Tasks to complete:
1. In the excerpt, rewrite the paragraph beginning "CI/CD takes care of" as a single, more concise sentence that retains all of its main facts.
2. Reproduce verbatim the portion of the excerpt from "1. Modify: Edit" up to and including "deploy to PREPROD?".

How to see changes in real-time?

The Docker volume is mapped in read-only mode for source code:

  1. Modify: Edit files in 10_preprod/src/

  2. Streamlit detects: « Rerun » button appears automatically

  3. Click: Rerun to see changes

No container restart needed!

Deployment

How to deploy to PREPROD?

Automatic: Push to main triggers automatic deployment

git add .
git commit -m "My change"
git push origin main

CI/CD takes care of:

  1. Tests (PEP8, pytest, coverage ≥90%)

  2. PREPROD deployment if tests OK

  3. Discord notification

Check deployment:

How to deploy to PRODUCTION?

Manual with confirmation:

  1. Go to GitHub Actions → CD Production

  2. Click: « Run workflow »

  3. Type: « DEPLOY » (exactly)

  4. Confirm: Run workflow

Automatic backup performed before deployment

Check: https://backtothefuturekitchen.lafrance.io/

See: CI/CD Pipeline for complete CD details.

How to rollback on error?

Dataset content:
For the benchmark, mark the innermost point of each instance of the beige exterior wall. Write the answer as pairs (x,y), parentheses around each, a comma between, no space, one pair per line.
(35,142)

Answers to the exercise:
1. On a push to main, CI/CD runs tests (PEP8, pytest, and coverage of at least 90%), deploys to PREPROD if the tests pass, and sends a Discord notification.

2.
1. Modify: Edit files in 10_preprod/src/

  2. Streamlit detects: « Rerun » button appears automatically

  3. Click: Rerun to see changes

No container restart needed!

Deployment

How to deploy to PREPROD?